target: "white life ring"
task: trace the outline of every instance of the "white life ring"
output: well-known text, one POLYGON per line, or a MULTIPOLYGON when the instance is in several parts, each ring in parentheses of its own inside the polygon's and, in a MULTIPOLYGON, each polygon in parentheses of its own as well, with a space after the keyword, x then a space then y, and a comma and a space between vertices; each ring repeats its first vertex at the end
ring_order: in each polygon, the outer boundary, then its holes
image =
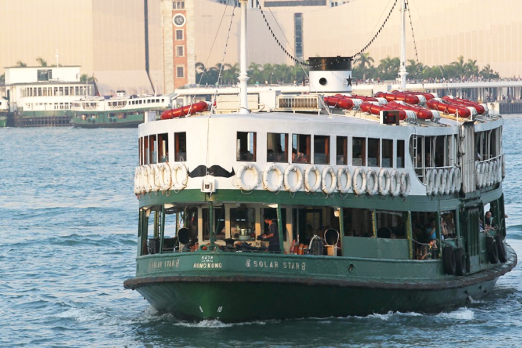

### BRIEF
Copy the material above line for line, keeping every character as it appears, but leave out the picture.

### SOLUTION BELOW
target: "white life ring"
task: trace the outline of every instance of the "white life ring"
output: well-known text, one POLYGON per line, or a MULTIPOLYGON when the instance is in several parts, each ring in parentheses of its own inside the polygon's and, in a MULTIPOLYGON, each polygon in parentheses of its own as well, with a space after the keyword, x then a space then y, and a comma and a space between vertices; each ring repeats its first vertex at the end
ring_order: in each polygon, the outer boundary, then its holes
image =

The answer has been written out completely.